* Passage to read *

Does anyone else find it ironic that those evangelicals who tend to emphasize "heart" (to the exclusion of mind), and have an ambivalence for -- even antipathy toward -- higher learning and critical thought are so awfully obsessed with believing and articulating exactly the right (narrow) things about Jesus and the gospel? The proliferation of workshops and books on "GOSPEL!" and the importance (and achievability) of "understanding" it correctly makes me gag.

These same men (yes, I used that word on purpose) are the ones constantly chiding (or dismissing) those involved in social justice work for assuming (and perhaps at times neglecting) Jesus, yet they do so themselves in a terribly arrogant way when they implicitly suggest through their teaching emphases that conviction and conversion are up to us. If we don't have our gospel "right" and know how to articulate it properly, we will fail to make anyone a Christian!

Wait, I thought it was the Holy Spirit who did the convicting. I thought we were coworkers with Christ -- but not entrusted to do that alone or in our own power. I thought God through his mysterious wisdom draws people to himself. I thought the gospel was good news -- the wonderful, mind-blowing fact that Master of the Universe has through his own sacrifice defeated death and evil and is reconciling all the world to himself in myriad creative ways.

* Raw data *
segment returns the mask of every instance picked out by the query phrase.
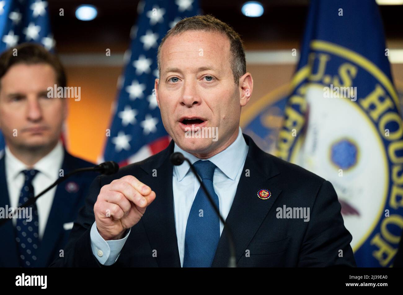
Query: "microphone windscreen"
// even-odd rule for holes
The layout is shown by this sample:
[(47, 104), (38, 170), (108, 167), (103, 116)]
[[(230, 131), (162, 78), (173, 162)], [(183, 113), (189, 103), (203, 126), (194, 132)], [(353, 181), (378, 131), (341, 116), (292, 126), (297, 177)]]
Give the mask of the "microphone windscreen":
[(185, 161), (185, 157), (181, 153), (177, 152), (176, 153), (173, 153), (171, 155), (170, 157), (170, 160), (171, 161), (171, 163), (173, 165), (177, 166), (179, 165), (182, 165), (183, 161)]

* Your tasks *
[a] In the passage about evangelicals and the gospel, why does the writer call these men arrogant? Answer in one to three sentences.
[b] According to the passage about evangelicals and the gospel, what makes the writer gag?
[c] Continue the passage about evangelicals and the gospel, starting after its last sentence.
None of the tasks use the entries.

* Results for each task *
[a] Through what they stress in their teaching, they imply that conviction and conversion are up to us, so that if we don't get our gospel "right" and say it properly, no one will become a Christian. The writer believes instead that the Holy Spirit does the convicting and that God draws people to himself.

[b] The spread of workshops and books on "GOSPEL!" and on how important and achievable it is to understand it correctly.

[c]
Understand the gospel? I hope not! If it's not entirely too far-reaching, all-encompassing, unexpected, challenging and inexpressibly beautiful for me to wrap my mind around, I'm not sure it's all that hopeful. 

Comments

kar0ling said…
FPU professor Michael Kunz expressed it well in a Direction Journal article (though he was addressing New Atheism, not Christians whose misplaced emphasis makes faith seem incantational): "When religious faith is understood as a set of beliefs about the existence of God, it can be corrupted to all the evil ends Dawkins describes. When religious faith is understood as an experience of the living God by following Jesus, its corruption is less likely."